Referring expression pointing data
"""

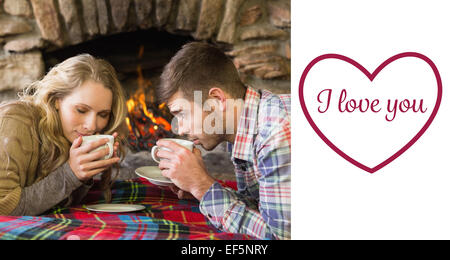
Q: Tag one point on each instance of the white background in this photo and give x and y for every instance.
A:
(409, 198)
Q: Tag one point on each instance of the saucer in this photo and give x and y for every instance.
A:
(153, 175)
(115, 208)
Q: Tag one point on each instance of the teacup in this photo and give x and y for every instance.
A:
(185, 143)
(110, 144)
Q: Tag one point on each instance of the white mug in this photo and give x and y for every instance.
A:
(110, 144)
(187, 144)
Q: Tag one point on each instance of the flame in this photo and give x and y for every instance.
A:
(137, 105)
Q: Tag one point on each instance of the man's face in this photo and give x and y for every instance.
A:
(191, 121)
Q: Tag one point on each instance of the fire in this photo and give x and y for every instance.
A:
(144, 124)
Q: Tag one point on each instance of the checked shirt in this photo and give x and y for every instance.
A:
(261, 154)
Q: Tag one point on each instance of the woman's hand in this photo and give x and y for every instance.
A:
(86, 165)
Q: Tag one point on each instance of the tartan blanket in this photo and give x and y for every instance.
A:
(165, 217)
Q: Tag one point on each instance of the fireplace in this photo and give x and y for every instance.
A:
(138, 37)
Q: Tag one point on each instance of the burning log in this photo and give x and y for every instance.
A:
(145, 120)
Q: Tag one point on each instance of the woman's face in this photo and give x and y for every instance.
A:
(86, 111)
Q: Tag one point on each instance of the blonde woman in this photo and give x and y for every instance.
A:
(42, 162)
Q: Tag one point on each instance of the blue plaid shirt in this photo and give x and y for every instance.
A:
(261, 154)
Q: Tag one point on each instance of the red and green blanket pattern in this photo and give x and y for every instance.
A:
(165, 217)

"""

EXERCISE DIRECTIONS - Output an exact copy of the lines from the one holding "Q: Tag one point on each instance of the red" to the last line of the data, inclusive, and nothing beyond that range.

RESULT OF THIS EXERCISE -
Q: Tag one point on each instance of the red and green blanket pattern in this photo and give x and y for every instance.
A:
(165, 217)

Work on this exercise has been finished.